- [PROBLEM TO SOLVE] Can you turn the lines into a Markdown table with the columns No. and Text, starting at the line that contains "Mark one point on each instance of the man" and ending at the line that contains "pixel 738 141"? Number each row and leave out any blank lines.

:: GIVEN INFORMATION ::

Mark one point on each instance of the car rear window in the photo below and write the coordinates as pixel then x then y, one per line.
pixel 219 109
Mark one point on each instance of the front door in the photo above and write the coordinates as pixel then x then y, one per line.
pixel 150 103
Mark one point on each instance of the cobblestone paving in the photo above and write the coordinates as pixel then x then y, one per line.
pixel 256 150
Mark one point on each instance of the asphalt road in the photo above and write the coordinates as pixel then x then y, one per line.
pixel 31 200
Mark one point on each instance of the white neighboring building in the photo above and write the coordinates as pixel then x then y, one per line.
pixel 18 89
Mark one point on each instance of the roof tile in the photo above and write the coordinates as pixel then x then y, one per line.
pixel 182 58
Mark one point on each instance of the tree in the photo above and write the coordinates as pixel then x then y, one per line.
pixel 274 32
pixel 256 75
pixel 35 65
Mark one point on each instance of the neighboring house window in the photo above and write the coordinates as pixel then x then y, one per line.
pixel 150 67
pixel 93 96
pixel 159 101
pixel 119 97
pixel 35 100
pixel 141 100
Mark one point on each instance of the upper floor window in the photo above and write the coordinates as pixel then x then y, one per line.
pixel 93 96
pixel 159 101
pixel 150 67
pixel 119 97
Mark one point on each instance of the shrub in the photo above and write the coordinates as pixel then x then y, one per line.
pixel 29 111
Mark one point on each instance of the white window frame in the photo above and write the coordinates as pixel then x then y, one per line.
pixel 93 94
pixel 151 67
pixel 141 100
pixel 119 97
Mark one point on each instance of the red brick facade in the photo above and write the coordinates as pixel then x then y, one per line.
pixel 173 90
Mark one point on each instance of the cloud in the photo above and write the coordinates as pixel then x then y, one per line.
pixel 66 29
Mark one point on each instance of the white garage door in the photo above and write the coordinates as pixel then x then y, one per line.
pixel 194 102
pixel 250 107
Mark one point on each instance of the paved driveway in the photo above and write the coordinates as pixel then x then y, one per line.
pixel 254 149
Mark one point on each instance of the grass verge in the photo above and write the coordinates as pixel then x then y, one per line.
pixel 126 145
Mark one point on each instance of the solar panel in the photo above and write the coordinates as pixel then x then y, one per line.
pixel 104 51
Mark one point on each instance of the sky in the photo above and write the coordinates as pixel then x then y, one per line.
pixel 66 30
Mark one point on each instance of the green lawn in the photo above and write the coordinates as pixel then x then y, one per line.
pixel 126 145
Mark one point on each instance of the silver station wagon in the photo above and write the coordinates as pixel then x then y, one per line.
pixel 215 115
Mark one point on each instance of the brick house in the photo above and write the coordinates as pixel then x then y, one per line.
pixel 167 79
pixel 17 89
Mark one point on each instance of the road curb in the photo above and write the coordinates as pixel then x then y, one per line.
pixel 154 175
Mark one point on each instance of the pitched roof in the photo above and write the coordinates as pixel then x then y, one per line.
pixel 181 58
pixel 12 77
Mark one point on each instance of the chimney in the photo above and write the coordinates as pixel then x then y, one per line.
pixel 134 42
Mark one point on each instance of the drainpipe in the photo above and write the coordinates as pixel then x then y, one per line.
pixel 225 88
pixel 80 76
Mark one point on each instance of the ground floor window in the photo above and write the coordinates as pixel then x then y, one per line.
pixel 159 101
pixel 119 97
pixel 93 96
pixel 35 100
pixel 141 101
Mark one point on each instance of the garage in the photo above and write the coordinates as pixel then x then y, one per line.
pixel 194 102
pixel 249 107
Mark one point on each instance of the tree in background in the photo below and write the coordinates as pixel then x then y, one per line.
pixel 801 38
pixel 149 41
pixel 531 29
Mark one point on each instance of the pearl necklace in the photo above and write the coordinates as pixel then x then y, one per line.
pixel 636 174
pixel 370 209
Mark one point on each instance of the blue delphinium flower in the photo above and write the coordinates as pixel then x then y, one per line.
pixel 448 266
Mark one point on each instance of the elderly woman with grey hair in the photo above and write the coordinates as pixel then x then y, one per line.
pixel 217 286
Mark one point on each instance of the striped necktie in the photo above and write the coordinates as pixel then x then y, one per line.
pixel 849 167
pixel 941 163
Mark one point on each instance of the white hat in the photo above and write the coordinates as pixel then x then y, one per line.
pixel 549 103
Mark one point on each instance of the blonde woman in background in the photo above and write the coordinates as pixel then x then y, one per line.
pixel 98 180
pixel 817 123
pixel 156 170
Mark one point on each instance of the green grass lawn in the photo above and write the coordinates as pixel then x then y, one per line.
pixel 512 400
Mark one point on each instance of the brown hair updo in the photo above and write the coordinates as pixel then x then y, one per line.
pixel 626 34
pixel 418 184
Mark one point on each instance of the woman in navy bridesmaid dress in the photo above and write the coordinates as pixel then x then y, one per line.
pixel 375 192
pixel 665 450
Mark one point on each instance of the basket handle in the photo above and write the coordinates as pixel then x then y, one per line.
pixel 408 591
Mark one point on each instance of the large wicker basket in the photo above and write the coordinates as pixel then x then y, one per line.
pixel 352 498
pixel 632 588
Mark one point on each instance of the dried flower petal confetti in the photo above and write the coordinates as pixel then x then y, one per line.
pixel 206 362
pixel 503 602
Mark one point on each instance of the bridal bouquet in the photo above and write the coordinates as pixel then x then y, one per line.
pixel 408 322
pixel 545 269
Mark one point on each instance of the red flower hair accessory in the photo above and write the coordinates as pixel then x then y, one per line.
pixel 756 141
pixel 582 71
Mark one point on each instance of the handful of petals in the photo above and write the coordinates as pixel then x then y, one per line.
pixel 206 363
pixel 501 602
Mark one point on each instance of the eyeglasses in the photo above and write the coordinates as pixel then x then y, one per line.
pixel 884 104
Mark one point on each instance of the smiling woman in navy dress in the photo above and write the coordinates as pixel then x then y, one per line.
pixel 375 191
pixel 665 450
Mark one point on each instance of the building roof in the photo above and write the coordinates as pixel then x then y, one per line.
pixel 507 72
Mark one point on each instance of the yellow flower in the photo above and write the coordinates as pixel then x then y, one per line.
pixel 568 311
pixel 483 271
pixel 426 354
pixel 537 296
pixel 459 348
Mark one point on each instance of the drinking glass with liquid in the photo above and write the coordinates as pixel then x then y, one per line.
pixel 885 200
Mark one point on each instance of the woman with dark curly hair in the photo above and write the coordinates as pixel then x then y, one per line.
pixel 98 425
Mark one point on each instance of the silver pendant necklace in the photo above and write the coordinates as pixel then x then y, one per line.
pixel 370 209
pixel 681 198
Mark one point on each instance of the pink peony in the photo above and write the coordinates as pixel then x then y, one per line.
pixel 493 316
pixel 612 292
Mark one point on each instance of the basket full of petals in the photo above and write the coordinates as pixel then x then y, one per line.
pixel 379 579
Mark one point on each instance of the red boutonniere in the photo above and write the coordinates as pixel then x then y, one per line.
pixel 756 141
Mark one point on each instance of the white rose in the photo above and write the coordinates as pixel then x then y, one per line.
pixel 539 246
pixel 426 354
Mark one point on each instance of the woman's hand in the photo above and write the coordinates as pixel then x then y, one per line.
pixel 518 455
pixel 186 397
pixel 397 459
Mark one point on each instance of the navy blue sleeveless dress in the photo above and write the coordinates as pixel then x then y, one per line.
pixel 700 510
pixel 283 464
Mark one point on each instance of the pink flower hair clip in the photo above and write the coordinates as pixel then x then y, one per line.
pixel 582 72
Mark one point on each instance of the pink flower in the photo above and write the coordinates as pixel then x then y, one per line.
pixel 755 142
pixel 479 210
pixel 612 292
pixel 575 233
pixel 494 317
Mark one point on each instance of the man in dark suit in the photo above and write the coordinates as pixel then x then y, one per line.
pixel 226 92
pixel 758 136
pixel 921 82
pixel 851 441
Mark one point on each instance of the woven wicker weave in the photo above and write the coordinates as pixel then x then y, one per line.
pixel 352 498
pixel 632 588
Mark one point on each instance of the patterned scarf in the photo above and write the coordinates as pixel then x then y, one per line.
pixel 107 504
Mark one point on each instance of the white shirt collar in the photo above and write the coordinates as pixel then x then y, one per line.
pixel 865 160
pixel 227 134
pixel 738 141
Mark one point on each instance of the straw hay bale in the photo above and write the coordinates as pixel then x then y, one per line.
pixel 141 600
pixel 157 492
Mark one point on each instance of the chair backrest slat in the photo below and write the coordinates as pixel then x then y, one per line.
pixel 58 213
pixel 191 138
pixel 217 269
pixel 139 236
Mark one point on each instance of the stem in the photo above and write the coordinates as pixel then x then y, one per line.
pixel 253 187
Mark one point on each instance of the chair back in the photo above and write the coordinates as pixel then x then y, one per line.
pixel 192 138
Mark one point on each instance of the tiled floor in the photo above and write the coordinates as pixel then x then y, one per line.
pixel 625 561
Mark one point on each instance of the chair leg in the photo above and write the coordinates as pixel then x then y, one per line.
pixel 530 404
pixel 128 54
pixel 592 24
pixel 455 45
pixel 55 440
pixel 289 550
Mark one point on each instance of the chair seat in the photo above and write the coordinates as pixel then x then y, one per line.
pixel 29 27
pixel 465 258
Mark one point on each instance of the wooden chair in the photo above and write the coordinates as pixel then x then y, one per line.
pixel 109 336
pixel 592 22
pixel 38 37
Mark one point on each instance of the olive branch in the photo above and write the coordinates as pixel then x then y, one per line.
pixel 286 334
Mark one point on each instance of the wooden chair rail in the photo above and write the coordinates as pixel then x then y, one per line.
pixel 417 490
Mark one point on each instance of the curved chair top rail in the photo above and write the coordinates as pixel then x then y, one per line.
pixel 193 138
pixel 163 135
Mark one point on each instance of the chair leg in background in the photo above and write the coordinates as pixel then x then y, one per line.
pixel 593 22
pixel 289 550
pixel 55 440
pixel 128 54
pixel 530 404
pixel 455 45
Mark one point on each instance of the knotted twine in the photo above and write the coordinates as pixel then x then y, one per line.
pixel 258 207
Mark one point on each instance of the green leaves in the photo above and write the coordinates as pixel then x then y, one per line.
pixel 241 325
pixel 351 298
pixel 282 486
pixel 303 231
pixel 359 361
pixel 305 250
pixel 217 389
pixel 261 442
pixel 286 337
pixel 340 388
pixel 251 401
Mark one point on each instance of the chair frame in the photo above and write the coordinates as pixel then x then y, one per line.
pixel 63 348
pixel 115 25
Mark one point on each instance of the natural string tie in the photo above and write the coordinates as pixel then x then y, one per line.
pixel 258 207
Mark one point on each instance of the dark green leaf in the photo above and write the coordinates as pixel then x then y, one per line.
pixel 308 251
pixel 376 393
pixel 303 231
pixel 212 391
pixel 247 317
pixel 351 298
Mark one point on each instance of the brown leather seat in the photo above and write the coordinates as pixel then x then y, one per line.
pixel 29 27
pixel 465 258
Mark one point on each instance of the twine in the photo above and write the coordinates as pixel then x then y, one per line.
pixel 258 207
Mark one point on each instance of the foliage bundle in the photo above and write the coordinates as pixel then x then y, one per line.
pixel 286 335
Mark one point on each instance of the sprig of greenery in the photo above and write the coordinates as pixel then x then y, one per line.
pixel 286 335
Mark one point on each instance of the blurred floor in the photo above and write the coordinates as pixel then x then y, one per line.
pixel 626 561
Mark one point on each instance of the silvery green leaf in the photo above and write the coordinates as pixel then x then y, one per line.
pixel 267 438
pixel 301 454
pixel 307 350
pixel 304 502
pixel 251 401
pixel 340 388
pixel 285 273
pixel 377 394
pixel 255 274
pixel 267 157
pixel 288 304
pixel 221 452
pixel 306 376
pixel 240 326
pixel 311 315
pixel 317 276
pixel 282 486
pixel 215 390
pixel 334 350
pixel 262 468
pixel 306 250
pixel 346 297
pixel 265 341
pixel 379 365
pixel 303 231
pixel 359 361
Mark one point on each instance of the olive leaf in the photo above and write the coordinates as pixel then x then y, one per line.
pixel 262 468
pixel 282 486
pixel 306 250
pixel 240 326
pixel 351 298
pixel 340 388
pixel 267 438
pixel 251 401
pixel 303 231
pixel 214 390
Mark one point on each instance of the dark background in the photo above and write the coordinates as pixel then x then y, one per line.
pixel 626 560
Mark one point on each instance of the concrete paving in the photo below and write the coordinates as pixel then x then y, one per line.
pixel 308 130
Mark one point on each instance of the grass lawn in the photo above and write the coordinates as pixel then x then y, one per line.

:::

- [FINISHED EXERCISE]
| No. | Text |
|---|---|
| 1 | Mark one point on each instance of the man in dark suit in the photo above and write the coordinates as pixel then x then y, one per line. |
| 2 | pixel 226 92 |
| 3 | pixel 758 136 |
| 4 | pixel 921 82 |
| 5 | pixel 851 441 |
| 6 | Mark one point on each instance of the woven wicker weave in the photo above and write the coordinates as pixel then x then y, one per line. |
| 7 | pixel 352 498 |
| 8 | pixel 632 588 |
| 9 | Mark one point on each instance of the patterned scarf in the photo above and write the coordinates as pixel then x then y, one per line. |
| 10 | pixel 107 504 |
| 11 | Mark one point on each instance of the white shirt collar in the photo above and write the coordinates as pixel then x then y, one per line. |
| 12 | pixel 865 160 |
| 13 | pixel 227 134 |
| 14 | pixel 738 141 |